Point placement records
========
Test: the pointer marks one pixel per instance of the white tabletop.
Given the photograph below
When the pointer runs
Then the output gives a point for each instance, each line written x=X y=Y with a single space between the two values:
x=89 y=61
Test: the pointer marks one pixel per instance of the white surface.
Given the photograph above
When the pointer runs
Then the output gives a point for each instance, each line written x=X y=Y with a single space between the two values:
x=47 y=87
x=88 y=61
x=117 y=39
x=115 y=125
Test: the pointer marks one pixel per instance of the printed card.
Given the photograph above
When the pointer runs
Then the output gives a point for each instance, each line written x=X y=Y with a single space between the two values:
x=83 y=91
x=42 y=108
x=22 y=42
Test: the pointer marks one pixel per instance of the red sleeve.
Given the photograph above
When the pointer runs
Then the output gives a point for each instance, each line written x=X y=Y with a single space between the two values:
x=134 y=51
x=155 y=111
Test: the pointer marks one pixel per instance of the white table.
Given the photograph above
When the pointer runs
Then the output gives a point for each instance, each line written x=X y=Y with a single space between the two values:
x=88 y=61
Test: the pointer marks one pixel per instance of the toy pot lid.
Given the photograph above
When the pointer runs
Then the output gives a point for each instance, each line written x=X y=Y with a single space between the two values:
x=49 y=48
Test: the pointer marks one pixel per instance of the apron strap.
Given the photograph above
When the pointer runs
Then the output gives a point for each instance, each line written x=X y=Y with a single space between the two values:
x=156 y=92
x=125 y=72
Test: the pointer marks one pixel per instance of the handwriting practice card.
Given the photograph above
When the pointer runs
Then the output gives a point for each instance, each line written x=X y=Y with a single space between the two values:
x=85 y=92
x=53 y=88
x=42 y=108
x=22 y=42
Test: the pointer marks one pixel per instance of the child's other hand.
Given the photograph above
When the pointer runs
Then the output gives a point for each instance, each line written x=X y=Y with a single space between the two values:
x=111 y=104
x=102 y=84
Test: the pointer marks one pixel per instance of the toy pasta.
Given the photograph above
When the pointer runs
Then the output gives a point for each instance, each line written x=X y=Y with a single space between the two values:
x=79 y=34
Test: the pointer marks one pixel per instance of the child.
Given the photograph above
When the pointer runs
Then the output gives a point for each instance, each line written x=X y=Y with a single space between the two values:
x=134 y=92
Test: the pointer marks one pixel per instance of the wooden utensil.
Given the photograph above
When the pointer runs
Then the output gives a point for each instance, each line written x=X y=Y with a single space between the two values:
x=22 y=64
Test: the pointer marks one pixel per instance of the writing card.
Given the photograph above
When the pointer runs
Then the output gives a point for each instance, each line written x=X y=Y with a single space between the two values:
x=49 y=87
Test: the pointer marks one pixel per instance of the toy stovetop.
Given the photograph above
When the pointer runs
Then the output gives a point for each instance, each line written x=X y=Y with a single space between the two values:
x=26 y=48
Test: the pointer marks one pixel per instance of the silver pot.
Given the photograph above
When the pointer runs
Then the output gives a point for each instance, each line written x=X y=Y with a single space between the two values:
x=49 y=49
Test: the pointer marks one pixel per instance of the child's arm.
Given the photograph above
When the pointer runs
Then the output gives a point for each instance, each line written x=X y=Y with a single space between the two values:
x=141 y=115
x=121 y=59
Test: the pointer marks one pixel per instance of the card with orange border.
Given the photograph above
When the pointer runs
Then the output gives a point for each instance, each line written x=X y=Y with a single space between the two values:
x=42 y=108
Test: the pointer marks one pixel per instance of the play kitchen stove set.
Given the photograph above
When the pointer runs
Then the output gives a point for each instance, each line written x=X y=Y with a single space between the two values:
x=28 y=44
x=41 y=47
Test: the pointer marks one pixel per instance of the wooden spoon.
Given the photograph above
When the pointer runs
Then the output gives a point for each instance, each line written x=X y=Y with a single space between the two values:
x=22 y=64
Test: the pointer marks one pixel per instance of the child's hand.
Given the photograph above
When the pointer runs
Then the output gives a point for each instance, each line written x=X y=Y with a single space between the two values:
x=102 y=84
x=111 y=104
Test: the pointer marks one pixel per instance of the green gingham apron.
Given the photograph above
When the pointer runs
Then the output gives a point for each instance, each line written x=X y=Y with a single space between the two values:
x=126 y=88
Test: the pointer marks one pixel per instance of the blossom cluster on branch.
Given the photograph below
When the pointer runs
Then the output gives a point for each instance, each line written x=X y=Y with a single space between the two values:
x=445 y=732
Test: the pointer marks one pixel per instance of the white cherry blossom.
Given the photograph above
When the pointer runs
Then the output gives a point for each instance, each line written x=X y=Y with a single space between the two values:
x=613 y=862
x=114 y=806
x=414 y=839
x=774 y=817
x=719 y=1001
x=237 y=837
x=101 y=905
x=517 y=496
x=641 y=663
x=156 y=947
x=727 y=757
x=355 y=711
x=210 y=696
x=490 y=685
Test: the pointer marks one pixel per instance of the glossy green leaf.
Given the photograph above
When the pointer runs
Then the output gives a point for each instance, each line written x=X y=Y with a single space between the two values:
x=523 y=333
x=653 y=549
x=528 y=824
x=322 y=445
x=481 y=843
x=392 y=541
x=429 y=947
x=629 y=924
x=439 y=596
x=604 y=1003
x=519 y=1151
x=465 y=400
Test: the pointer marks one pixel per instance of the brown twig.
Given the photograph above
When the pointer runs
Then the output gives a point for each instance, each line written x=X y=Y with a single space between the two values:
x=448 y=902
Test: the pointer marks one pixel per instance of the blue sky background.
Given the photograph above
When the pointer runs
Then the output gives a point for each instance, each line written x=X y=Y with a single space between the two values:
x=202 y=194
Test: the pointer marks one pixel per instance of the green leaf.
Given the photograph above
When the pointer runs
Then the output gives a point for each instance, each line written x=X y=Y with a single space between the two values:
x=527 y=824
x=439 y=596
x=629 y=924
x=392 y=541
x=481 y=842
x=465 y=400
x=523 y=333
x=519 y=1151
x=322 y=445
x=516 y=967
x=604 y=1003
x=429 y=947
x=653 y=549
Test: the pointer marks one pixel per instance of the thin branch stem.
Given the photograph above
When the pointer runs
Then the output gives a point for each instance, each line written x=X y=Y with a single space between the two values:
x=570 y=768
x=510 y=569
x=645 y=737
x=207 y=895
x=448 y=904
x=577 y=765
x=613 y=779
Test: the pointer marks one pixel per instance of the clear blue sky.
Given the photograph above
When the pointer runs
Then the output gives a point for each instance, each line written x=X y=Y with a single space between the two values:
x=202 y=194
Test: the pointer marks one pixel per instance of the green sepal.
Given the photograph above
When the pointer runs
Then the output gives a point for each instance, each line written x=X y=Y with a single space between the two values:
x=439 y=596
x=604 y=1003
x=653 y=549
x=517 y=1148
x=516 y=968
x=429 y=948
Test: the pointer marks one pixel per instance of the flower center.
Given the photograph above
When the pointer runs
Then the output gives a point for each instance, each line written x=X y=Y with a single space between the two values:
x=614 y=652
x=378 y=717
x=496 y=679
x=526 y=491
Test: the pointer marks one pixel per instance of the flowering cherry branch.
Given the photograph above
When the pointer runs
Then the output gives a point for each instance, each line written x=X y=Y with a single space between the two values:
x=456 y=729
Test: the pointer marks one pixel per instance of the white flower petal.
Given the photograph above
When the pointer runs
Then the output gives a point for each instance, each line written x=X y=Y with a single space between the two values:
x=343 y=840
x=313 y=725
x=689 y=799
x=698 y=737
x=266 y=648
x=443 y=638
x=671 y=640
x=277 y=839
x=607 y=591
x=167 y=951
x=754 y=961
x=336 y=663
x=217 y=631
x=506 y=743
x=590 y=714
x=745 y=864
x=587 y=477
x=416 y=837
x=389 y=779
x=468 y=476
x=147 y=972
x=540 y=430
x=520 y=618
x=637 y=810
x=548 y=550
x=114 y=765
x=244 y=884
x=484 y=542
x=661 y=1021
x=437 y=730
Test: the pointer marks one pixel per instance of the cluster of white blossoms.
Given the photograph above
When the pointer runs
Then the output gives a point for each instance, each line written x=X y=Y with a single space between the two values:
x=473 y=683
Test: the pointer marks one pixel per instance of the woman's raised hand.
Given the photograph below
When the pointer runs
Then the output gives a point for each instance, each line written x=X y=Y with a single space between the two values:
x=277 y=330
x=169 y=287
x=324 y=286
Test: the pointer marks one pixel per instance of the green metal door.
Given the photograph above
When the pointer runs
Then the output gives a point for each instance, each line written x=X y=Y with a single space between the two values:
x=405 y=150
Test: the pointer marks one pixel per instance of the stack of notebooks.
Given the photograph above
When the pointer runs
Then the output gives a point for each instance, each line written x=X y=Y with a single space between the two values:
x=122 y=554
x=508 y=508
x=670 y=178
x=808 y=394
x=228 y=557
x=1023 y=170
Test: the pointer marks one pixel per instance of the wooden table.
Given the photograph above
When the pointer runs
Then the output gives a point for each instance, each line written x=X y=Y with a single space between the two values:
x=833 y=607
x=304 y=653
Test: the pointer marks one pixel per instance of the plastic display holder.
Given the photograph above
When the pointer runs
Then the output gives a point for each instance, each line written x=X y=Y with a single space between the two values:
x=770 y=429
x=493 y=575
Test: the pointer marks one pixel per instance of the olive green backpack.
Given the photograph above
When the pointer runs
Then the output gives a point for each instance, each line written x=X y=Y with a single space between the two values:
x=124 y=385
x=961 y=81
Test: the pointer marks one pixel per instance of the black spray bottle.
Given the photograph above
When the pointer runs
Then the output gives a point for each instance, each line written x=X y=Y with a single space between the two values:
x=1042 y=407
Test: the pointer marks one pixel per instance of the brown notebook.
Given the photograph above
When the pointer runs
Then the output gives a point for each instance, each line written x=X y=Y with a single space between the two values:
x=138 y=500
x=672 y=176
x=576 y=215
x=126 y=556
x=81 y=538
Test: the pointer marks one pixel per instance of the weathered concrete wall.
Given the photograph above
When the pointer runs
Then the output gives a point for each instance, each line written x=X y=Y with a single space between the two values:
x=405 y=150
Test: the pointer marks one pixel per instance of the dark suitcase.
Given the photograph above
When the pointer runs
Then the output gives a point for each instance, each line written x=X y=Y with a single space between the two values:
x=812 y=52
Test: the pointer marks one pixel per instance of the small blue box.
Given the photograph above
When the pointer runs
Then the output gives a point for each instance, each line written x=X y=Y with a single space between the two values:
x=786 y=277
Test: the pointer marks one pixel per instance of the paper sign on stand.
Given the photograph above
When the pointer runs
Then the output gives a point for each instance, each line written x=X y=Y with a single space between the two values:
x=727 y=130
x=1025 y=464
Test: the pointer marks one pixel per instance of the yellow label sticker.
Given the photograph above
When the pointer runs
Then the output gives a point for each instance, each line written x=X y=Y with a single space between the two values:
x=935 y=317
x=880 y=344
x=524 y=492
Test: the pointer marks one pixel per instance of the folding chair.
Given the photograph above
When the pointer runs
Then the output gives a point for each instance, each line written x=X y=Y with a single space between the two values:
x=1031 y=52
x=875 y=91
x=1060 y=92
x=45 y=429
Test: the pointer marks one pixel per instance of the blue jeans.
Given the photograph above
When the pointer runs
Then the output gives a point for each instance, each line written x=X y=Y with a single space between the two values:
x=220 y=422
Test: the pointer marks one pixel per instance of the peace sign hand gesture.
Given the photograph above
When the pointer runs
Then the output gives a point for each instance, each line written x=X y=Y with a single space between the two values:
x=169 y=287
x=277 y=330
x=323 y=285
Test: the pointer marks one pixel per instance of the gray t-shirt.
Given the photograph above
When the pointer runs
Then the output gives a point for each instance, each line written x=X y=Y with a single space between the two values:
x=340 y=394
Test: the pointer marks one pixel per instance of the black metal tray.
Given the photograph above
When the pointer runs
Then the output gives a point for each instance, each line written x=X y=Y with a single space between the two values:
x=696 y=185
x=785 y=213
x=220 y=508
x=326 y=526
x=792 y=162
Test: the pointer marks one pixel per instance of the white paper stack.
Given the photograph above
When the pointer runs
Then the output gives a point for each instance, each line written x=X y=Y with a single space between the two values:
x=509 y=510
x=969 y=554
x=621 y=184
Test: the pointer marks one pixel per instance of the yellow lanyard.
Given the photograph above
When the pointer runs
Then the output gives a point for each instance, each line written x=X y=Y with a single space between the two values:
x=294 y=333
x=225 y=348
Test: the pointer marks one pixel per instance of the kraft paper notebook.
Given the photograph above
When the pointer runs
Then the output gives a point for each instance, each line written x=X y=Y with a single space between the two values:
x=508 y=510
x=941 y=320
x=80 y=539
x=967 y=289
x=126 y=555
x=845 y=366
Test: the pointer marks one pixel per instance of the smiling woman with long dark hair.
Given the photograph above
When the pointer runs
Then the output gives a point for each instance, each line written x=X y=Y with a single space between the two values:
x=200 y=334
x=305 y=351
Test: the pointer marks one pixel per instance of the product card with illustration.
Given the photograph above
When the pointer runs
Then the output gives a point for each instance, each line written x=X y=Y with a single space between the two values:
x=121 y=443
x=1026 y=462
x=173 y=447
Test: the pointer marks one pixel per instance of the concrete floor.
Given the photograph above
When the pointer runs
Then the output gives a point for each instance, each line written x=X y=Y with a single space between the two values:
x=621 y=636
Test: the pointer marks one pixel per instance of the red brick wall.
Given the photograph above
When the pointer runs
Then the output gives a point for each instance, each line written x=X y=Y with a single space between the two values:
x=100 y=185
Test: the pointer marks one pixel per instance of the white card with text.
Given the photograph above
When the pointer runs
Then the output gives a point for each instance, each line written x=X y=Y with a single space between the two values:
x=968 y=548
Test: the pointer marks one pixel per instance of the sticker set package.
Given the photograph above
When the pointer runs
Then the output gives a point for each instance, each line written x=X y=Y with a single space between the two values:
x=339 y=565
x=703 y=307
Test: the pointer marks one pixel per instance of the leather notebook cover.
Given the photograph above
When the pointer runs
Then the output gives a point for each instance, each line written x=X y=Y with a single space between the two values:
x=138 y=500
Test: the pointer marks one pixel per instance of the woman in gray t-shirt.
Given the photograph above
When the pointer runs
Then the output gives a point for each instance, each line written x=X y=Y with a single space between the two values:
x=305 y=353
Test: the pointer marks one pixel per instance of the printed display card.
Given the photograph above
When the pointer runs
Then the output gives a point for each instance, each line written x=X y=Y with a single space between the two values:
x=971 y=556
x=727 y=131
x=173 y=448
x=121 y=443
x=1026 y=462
========
- **Directions for this task**: Render the listing above, from the line with "Test: the pointer marks one pixel per instance of the gray" to the line with "x=173 y=447", as a Markdown table with a Row column for the row number and a Text column for each line, skipping blank lines.

- **Written response**:
| Row | Text |
|---|---|
| 1 | Test: the pointer marks one pixel per instance of the gray t-shirt. |
| 2 | Given the photograph above |
| 3 | When the pointer runs |
| 4 | Then the output gives a point for each instance, each line written x=X y=Y with a single space between the two values: |
| 5 | x=340 y=394 |
| 6 | Test: the pointer marks one pixel per instance of the black metal tray. |
| 7 | Given the photograph above |
| 8 | When the pointer runs |
| 9 | Then the output gives a point for each instance, each line written x=X y=Y with a single space between the two values: |
| 10 | x=696 y=185 |
| 11 | x=785 y=213 |
| 12 | x=220 y=508 |
| 13 | x=326 y=526 |
| 14 | x=792 y=162 |
| 15 | Test: the pointer marks one pixel per instance of the white paper stack. |
| 16 | Given the photograph above |
| 17 | When the pointer runs |
| 18 | Then the output gives a point for each instance, each line written x=X y=Y with a single space between the two values: |
| 19 | x=509 y=510 |
| 20 | x=969 y=554 |
| 21 | x=621 y=184 |
| 22 | Test: the pointer marks one pixel per instance of the yellow lanyard. |
| 23 | Given the photograph above |
| 24 | When the pointer runs |
| 25 | Then the output gives a point for each instance, each line written x=X y=Y with a single space between the two values: |
| 26 | x=294 y=333 |
| 27 | x=225 y=348 |
| 28 | Test: the pointer marks one pixel per instance of the kraft paper notebook. |
| 29 | Given the photograph above |
| 30 | When the pointer runs |
| 31 | Then the output gives a point for each instance, each line written x=X y=Y with a single space between the two values: |
| 32 | x=508 y=510 |
| 33 | x=941 y=320 |
| 34 | x=80 y=539 |
| 35 | x=967 y=289 |
| 36 | x=126 y=555 |
| 37 | x=845 y=366 |
| 38 | Test: the pointer marks one pixel per instance of the smiling woman with long dark hair. |
| 39 | Given the photograph above |
| 40 | When the pointer runs |
| 41 | Then the output gives a point for each instance, each line written x=X y=Y with a single space between the two values: |
| 42 | x=200 y=334 |
| 43 | x=305 y=351 |
| 44 | Test: the pointer marks one pixel per instance of the product card with illustration. |
| 45 | Given the photograph above |
| 46 | When the pointer runs |
| 47 | Then the output gives a point for each instance, each line written x=X y=Y with a single space between the two values: |
| 48 | x=121 y=443 |
| 49 | x=1026 y=462 |
| 50 | x=173 y=447 |